• **EXERCISE DETAILS**
Retype the data word for word, starting at the line that contains "Mark the submerged" and continuing through the last line of the data.

• **RECORD EXCERPTS**
● ● ● ● ●
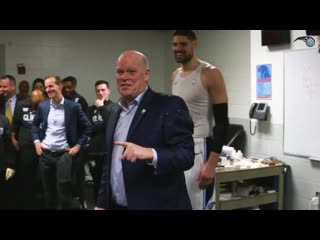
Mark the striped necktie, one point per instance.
(9, 111)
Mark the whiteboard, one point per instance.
(302, 103)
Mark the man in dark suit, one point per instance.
(7, 161)
(59, 130)
(8, 96)
(149, 144)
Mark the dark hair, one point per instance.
(99, 82)
(56, 78)
(187, 33)
(36, 81)
(11, 78)
(71, 79)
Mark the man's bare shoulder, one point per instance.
(174, 74)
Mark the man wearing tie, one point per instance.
(149, 144)
(9, 99)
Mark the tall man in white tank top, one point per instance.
(202, 87)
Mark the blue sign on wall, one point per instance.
(264, 90)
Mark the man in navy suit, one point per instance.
(59, 130)
(149, 144)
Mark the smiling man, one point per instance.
(149, 144)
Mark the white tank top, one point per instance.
(196, 97)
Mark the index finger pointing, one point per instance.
(123, 144)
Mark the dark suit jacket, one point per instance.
(161, 122)
(7, 153)
(78, 127)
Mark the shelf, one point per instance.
(251, 201)
(277, 174)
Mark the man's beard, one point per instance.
(183, 59)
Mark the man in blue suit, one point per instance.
(149, 144)
(59, 130)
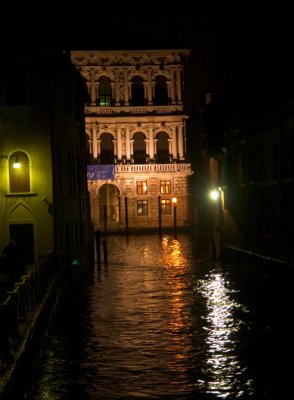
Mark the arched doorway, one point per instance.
(109, 206)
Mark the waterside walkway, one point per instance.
(25, 311)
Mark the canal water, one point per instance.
(163, 321)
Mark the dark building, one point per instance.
(44, 202)
(248, 132)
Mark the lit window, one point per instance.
(19, 174)
(166, 207)
(142, 207)
(104, 92)
(165, 187)
(141, 187)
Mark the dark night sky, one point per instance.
(209, 28)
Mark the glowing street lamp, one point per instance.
(16, 164)
(174, 201)
(216, 221)
(214, 194)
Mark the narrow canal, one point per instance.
(162, 321)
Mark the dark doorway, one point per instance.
(23, 235)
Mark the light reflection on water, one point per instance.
(223, 367)
(160, 321)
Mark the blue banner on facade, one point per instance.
(100, 172)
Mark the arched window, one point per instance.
(161, 95)
(162, 148)
(105, 91)
(137, 91)
(139, 147)
(19, 172)
(106, 149)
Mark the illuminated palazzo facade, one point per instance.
(136, 127)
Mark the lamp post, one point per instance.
(215, 223)
(174, 201)
(159, 215)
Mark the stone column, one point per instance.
(94, 142)
(98, 146)
(112, 92)
(126, 87)
(174, 143)
(151, 144)
(179, 85)
(172, 87)
(118, 142)
(116, 88)
(181, 142)
(149, 87)
(128, 148)
(92, 87)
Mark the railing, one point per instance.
(26, 295)
(120, 168)
(89, 110)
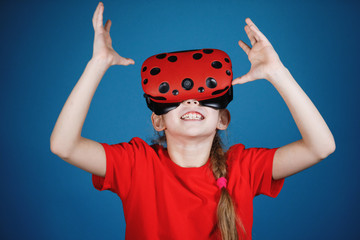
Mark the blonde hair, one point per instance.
(227, 220)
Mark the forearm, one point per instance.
(68, 127)
(314, 130)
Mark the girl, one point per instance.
(191, 189)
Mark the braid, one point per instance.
(227, 219)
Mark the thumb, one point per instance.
(108, 25)
(243, 79)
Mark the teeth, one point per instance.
(192, 116)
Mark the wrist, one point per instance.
(277, 73)
(101, 62)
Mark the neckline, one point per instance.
(185, 170)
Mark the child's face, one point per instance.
(192, 120)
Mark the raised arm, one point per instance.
(66, 140)
(317, 140)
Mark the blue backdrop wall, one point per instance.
(45, 46)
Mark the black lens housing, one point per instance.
(216, 103)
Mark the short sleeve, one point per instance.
(260, 167)
(120, 161)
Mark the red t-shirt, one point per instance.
(162, 200)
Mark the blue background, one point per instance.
(46, 45)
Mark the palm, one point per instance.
(262, 55)
(102, 40)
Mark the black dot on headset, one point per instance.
(187, 83)
(208, 51)
(172, 59)
(211, 82)
(197, 56)
(216, 64)
(155, 71)
(164, 87)
(161, 56)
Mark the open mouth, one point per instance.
(192, 116)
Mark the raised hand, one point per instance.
(102, 43)
(262, 56)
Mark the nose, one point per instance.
(191, 102)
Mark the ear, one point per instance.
(224, 119)
(158, 122)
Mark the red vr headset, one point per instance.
(168, 79)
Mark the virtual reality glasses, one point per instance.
(205, 75)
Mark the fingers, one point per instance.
(243, 79)
(108, 25)
(251, 35)
(98, 17)
(245, 47)
(253, 31)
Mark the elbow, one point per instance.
(329, 149)
(58, 150)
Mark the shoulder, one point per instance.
(235, 150)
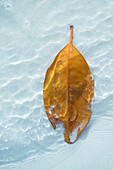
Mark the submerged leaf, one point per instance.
(68, 91)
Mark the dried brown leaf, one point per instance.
(68, 91)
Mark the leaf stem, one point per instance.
(71, 34)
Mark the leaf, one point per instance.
(68, 91)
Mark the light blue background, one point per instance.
(32, 32)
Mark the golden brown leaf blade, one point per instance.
(68, 91)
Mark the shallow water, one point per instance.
(31, 34)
● ● ● ● ●
• **RESULT BELOW**
Mark the submerged leaf, one point per instance.
(68, 91)
Mark the dried brown leaf, one point per instance.
(68, 91)
Mark the leaf stem, one point per instance.
(71, 34)
Mark the leaf, one point per instance.
(68, 91)
Mark the light blue background, one point per instance.
(32, 32)
Mark the golden brown leaf blade, one point per instance.
(68, 91)
Mark the shallow water, one point per instance.
(31, 34)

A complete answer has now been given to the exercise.